EXERCISE DIRECTIONS:
In the material, start at the line that contains "the photo below" and stop after the line that contains "pixel 269 192". Reproduce only those lines with "orange beak" renamed to "yellow beak" and everything else unchanged.

RECORDS SHOWN:
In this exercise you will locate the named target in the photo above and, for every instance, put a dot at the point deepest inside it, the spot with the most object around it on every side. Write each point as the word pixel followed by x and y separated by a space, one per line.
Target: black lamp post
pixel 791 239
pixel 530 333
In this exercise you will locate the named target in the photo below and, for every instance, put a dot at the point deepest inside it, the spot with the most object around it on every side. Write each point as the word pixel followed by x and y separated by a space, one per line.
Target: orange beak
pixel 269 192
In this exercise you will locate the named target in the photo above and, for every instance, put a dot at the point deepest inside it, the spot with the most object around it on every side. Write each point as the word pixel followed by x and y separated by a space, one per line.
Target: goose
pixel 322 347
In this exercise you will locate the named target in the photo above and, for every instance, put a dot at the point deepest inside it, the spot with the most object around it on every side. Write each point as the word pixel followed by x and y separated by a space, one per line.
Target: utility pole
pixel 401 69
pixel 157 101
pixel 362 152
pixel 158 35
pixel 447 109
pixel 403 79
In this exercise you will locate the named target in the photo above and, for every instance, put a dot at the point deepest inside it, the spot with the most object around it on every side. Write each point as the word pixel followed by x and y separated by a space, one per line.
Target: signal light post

FINAL RESULT:
In this exercise you will locate the named target in the photo below and, for every instance, put a dot at the point deepest inside it, the spot with the most object around it on every side. Write each point as the word pixel followed by x and y separated by a space, one per line.
Target: yellow beak
pixel 269 192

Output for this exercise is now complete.